### EXTRACTED ENTRIES

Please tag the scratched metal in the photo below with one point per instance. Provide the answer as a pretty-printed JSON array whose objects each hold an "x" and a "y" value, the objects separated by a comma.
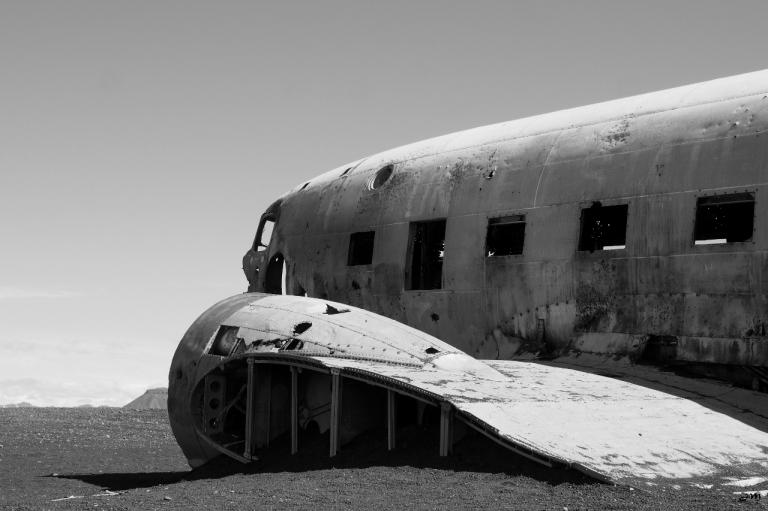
[
  {"x": 655, "y": 152},
  {"x": 612, "y": 429}
]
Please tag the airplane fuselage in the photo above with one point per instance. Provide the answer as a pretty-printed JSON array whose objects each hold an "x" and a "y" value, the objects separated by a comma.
[{"x": 636, "y": 227}]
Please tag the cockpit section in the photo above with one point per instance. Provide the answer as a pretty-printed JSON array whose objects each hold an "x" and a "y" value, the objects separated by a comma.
[{"x": 258, "y": 261}]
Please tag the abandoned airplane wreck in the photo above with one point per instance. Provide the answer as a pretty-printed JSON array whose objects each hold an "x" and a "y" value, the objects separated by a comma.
[{"x": 407, "y": 283}]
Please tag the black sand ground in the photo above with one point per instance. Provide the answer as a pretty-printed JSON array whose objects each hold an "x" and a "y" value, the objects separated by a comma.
[{"x": 128, "y": 459}]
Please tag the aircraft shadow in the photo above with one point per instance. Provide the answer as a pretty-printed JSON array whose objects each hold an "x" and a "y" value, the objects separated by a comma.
[{"x": 474, "y": 453}]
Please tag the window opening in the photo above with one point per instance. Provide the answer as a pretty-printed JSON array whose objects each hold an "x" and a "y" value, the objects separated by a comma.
[
  {"x": 381, "y": 176},
  {"x": 264, "y": 234},
  {"x": 274, "y": 280},
  {"x": 603, "y": 227},
  {"x": 724, "y": 219},
  {"x": 426, "y": 255},
  {"x": 360, "y": 248},
  {"x": 505, "y": 236}
]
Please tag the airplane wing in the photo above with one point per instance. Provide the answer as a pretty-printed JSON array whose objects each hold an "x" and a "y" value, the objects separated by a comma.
[{"x": 612, "y": 430}]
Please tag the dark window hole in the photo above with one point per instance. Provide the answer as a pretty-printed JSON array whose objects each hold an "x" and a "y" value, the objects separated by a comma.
[
  {"x": 331, "y": 310},
  {"x": 505, "y": 236},
  {"x": 603, "y": 227},
  {"x": 724, "y": 219},
  {"x": 426, "y": 253},
  {"x": 382, "y": 176},
  {"x": 301, "y": 327}
]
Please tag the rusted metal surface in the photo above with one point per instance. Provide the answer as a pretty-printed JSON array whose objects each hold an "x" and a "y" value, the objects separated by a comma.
[
  {"x": 610, "y": 429},
  {"x": 656, "y": 153}
]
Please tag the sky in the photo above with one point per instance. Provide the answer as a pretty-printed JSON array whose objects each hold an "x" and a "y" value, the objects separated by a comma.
[{"x": 141, "y": 140}]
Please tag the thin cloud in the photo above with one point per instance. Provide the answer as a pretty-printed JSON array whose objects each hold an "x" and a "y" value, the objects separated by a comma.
[{"x": 19, "y": 293}]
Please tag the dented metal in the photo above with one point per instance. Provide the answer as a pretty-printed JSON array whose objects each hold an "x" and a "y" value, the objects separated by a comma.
[
  {"x": 612, "y": 430},
  {"x": 620, "y": 229},
  {"x": 656, "y": 154}
]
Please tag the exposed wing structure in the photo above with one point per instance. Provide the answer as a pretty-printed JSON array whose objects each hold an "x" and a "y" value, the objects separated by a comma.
[{"x": 255, "y": 366}]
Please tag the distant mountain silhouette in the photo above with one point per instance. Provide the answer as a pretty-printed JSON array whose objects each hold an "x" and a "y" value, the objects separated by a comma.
[
  {"x": 152, "y": 399},
  {"x": 23, "y": 404}
]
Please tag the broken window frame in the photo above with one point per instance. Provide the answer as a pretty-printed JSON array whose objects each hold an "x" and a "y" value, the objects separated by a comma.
[
  {"x": 515, "y": 225},
  {"x": 361, "y": 248},
  {"x": 604, "y": 235},
  {"x": 258, "y": 242},
  {"x": 426, "y": 241},
  {"x": 710, "y": 207}
]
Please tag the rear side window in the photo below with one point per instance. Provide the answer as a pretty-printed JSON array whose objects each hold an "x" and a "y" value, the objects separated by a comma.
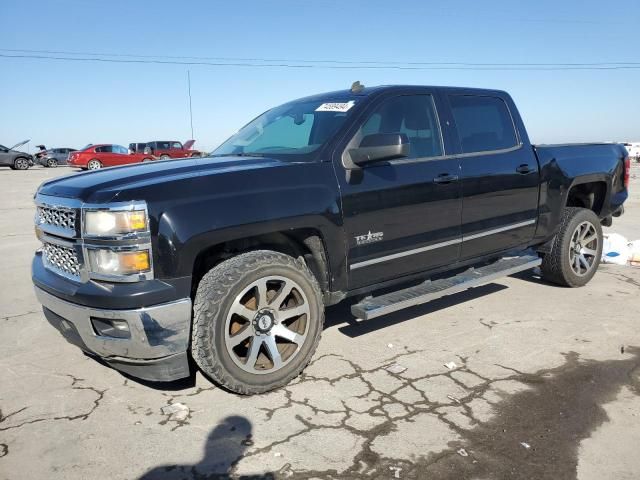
[{"x": 484, "y": 123}]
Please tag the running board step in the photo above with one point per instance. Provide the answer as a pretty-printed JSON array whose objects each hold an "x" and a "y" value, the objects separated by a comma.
[{"x": 372, "y": 307}]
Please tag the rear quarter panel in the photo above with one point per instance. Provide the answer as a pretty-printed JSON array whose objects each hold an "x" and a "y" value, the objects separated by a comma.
[{"x": 565, "y": 166}]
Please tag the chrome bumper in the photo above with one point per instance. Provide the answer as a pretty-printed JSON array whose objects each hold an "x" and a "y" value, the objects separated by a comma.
[{"x": 155, "y": 332}]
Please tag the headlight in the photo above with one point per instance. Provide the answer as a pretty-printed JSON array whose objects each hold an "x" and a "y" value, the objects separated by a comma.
[
  {"x": 104, "y": 223},
  {"x": 119, "y": 263}
]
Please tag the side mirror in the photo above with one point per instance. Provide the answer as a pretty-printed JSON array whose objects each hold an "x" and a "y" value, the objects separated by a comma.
[{"x": 380, "y": 146}]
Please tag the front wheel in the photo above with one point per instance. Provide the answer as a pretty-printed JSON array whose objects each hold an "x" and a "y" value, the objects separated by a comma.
[
  {"x": 576, "y": 249},
  {"x": 257, "y": 321}
]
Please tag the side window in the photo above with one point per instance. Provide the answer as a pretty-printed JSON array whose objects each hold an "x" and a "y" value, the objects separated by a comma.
[
  {"x": 483, "y": 123},
  {"x": 413, "y": 115}
]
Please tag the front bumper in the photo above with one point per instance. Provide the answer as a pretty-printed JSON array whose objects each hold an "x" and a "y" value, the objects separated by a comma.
[{"x": 156, "y": 349}]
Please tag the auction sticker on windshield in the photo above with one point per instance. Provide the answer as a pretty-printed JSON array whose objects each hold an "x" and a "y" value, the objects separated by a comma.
[{"x": 336, "y": 107}]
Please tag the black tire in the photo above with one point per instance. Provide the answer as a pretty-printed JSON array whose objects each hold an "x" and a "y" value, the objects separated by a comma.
[
  {"x": 220, "y": 289},
  {"x": 21, "y": 163},
  {"x": 557, "y": 265}
]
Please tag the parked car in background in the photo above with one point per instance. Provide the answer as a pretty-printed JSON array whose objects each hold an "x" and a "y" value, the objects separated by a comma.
[
  {"x": 94, "y": 157},
  {"x": 165, "y": 149},
  {"x": 137, "y": 147},
  {"x": 16, "y": 160},
  {"x": 53, "y": 157}
]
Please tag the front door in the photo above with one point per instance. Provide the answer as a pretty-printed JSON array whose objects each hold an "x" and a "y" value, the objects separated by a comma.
[
  {"x": 401, "y": 216},
  {"x": 499, "y": 176}
]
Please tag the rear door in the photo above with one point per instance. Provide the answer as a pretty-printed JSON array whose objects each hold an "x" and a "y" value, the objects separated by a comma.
[
  {"x": 398, "y": 217},
  {"x": 499, "y": 175}
]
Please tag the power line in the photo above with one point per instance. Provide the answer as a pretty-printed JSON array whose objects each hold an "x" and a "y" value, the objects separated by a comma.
[{"x": 355, "y": 65}]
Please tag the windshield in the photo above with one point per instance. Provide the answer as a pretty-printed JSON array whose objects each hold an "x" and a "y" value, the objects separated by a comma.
[{"x": 293, "y": 131}]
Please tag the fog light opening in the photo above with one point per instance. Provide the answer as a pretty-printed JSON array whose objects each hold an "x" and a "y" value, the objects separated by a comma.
[{"x": 109, "y": 327}]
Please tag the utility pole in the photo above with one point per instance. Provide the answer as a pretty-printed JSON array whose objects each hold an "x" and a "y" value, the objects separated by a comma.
[{"x": 190, "y": 109}]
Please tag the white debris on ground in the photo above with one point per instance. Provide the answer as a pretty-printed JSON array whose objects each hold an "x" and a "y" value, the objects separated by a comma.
[
  {"x": 396, "y": 368},
  {"x": 177, "y": 411}
]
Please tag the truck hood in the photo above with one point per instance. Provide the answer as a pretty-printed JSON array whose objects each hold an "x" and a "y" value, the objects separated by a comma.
[{"x": 100, "y": 186}]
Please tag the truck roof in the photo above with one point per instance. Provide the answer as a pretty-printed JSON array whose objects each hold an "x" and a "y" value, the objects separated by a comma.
[{"x": 367, "y": 91}]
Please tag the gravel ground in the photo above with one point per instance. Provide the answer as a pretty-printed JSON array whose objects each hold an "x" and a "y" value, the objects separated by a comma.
[{"x": 545, "y": 385}]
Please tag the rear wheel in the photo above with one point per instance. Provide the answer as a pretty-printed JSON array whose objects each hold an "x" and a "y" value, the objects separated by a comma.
[
  {"x": 257, "y": 321},
  {"x": 576, "y": 249},
  {"x": 94, "y": 164},
  {"x": 21, "y": 163}
]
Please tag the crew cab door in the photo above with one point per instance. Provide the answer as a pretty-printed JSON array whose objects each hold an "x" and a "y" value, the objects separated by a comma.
[
  {"x": 500, "y": 175},
  {"x": 401, "y": 216}
]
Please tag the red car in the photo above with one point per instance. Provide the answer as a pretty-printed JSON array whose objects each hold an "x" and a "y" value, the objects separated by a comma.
[
  {"x": 165, "y": 149},
  {"x": 94, "y": 157}
]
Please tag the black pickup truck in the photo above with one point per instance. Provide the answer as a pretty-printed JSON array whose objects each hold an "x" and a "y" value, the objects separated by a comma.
[{"x": 230, "y": 260}]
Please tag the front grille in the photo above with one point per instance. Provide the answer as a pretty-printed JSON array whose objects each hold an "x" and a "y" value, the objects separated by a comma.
[
  {"x": 58, "y": 217},
  {"x": 62, "y": 260}
]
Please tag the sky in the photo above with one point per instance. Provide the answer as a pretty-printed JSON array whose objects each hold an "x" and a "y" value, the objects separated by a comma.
[{"x": 72, "y": 103}]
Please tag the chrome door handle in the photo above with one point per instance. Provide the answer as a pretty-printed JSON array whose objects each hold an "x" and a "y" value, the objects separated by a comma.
[{"x": 445, "y": 178}]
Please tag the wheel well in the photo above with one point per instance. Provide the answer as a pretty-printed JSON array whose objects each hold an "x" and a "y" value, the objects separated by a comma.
[
  {"x": 306, "y": 244},
  {"x": 588, "y": 195}
]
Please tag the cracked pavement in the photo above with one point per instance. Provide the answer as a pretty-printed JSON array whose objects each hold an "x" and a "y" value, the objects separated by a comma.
[{"x": 545, "y": 385}]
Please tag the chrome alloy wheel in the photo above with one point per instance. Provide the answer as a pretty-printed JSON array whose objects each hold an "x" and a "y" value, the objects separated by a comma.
[
  {"x": 583, "y": 248},
  {"x": 22, "y": 164},
  {"x": 267, "y": 325}
]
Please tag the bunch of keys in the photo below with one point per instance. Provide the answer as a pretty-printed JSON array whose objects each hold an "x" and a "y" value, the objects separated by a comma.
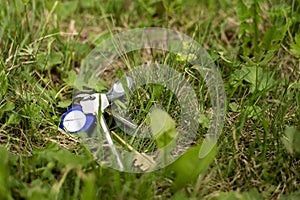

######

PROBLEM DETAILS: Could you repeat exactly the lines from the one containing "Please tag the chrome alloy" through the last line of the records, both included, without the pictures?

EXERCISE SOLUTION:
Please tag the chrome alloy wheel in the photo above with one point per instance. Provide the answer as a pretty-printed JSON array whose objects each hold an "x" and a "y" value, the objects separated by a comma.
[
  {"x": 583, "y": 248},
  {"x": 22, "y": 164},
  {"x": 267, "y": 325}
]
Please tag the bunch of keys in the photo below with one point per instance. Provide the answer as a pretty-printed JSON array whose objects each hold an "x" and a "y" value, the objects separated by a comma.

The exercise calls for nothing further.